___ SUPPLIED RECORDS ___

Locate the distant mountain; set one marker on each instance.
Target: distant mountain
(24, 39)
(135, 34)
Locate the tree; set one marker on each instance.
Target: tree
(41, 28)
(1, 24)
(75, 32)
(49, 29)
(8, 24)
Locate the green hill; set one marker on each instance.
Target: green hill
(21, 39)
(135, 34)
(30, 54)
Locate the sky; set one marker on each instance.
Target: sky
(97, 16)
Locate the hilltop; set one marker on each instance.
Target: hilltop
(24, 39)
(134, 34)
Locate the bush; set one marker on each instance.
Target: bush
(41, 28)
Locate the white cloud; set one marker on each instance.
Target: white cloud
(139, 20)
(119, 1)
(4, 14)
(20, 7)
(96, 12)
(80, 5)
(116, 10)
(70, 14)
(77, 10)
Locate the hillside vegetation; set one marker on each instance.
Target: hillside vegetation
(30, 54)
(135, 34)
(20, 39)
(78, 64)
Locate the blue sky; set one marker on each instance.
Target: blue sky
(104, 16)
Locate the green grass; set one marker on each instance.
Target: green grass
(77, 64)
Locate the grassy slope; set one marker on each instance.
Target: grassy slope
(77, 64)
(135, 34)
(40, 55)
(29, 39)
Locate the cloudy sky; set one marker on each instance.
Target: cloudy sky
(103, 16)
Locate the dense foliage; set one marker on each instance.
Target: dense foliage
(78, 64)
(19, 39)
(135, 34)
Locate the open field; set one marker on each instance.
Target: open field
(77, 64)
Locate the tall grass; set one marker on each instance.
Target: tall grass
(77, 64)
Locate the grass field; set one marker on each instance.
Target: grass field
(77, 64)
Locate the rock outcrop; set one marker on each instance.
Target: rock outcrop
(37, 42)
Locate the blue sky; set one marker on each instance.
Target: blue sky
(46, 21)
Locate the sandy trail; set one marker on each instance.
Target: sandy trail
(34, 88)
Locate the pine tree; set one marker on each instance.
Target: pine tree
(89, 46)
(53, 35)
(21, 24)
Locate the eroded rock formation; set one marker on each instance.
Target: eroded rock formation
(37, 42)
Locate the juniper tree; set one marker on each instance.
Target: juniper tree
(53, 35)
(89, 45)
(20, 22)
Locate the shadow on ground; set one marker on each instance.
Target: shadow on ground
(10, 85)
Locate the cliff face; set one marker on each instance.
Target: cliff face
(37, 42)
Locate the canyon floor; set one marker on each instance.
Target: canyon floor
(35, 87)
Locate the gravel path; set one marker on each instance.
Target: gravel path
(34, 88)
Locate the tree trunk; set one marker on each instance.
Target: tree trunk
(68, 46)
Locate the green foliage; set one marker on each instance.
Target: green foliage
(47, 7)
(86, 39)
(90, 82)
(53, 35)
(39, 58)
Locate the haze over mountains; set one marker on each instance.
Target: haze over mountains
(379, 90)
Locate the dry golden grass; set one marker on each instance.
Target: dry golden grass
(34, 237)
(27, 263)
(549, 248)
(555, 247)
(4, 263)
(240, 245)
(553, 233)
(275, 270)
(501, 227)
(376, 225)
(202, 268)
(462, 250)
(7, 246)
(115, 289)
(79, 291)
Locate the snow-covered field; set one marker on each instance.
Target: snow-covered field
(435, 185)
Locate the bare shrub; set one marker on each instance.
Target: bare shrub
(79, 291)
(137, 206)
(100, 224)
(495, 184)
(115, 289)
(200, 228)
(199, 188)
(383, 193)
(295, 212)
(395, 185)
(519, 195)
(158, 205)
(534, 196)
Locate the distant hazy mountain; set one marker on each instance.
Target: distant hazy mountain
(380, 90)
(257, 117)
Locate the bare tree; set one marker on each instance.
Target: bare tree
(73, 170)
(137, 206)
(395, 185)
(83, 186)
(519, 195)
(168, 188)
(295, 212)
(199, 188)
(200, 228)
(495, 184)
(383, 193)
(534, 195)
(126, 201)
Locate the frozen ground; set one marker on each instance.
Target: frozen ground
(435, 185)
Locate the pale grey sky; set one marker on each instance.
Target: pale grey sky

___

REQUIREMENT -
Going through the records above, state how many lines include the word "grey", and give no other text.

RESPONSE -
2